- **Exercise details**:
Copy each line of the records that includes "chip".

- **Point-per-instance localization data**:
======

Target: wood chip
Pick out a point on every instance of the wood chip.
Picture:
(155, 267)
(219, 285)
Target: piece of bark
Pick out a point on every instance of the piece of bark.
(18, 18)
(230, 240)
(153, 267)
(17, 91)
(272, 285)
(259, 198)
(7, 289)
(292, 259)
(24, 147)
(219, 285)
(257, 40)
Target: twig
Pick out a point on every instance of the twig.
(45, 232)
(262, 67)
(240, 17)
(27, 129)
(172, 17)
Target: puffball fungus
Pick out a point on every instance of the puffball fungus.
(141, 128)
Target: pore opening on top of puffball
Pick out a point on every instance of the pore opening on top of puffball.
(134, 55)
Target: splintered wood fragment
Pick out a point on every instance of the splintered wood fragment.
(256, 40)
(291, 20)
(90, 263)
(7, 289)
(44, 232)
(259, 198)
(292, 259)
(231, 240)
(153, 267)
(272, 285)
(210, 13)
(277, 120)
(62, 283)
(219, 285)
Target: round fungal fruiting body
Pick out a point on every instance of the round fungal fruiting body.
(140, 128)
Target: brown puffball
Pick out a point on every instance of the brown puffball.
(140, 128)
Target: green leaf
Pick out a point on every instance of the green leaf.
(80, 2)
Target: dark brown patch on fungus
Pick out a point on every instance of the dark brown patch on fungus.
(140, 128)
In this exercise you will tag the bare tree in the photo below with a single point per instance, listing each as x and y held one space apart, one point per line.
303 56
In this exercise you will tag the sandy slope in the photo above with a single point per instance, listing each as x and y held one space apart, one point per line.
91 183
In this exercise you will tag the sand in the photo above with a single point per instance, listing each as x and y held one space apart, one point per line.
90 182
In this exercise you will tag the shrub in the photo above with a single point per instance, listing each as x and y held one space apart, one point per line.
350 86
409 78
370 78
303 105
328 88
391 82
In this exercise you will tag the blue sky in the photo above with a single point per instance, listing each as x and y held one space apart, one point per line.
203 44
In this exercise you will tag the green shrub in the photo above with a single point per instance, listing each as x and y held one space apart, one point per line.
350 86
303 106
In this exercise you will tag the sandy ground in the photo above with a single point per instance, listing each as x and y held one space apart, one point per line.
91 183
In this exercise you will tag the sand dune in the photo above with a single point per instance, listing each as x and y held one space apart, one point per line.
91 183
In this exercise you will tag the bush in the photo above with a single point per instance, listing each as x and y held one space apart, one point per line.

======

- **Worked solution**:
Target: wood chip
Pick out a point on every instance of the wood chip.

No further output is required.